= What you have to do =
Start to finish, repeat the records exactly.

Records from a collection

※

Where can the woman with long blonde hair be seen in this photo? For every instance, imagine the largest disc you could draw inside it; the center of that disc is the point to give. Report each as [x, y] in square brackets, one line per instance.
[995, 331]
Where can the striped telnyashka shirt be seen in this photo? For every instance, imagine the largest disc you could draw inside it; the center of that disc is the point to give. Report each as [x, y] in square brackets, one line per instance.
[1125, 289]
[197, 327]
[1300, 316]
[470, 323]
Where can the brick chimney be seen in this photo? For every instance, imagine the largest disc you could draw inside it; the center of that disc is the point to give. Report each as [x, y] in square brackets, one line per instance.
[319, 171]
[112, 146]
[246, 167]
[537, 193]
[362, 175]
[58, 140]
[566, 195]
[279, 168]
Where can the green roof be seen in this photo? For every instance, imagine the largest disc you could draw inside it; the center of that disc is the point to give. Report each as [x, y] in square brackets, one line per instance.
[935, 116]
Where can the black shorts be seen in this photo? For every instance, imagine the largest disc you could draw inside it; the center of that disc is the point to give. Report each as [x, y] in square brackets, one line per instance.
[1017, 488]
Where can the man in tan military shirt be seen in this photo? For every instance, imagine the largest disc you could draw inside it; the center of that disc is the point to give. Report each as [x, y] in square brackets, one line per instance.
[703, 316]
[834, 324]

※

= Exercise output =
Where can the woman with long blonde hair be seen in this photo? For every instance, imagine the largest disc you could draw inside it; the center of that disc is the point to give. Report each as [x, y] in square brackets, one line per instance.
[995, 331]
Where can the striped telnyashka shirt be seen in this photo? For every instance, imagine the largest disc you could draw inside it; the center of that disc is the point to give. Report each as [x, y] in square brackets, one line per instance.
[1125, 289]
[197, 327]
[1300, 316]
[470, 323]
Where can the brick chimney be seen in this photo? For every instance, imagine the largest disc you could draw inside it; the center of that disc is the point to give. Report each as [x, y] in square brackets, one line per instance.
[319, 171]
[112, 146]
[246, 167]
[537, 193]
[362, 175]
[58, 140]
[566, 195]
[279, 168]
Where can the green roof be seen in this photo? For every instance, imagine the largest disc you could draw inside it; the center of that disc is the point to give. Report each as [x, y] in square brackets, one line per instance.
[935, 116]
Where can the black shorts be seen in this photo? For every instance, imagine the largest disc you could draw inside it; the center of that disc is the point to give. Report each as [x, y] in square brackets, one line per instance.
[1017, 488]
Where can the man in tan military shirt be seen in this photo? For every instance, imagine the largest disc you could draw inside it; the center of that disc is the point to give. Report each as [x, y] in square brackets, one line per instance.
[703, 316]
[834, 324]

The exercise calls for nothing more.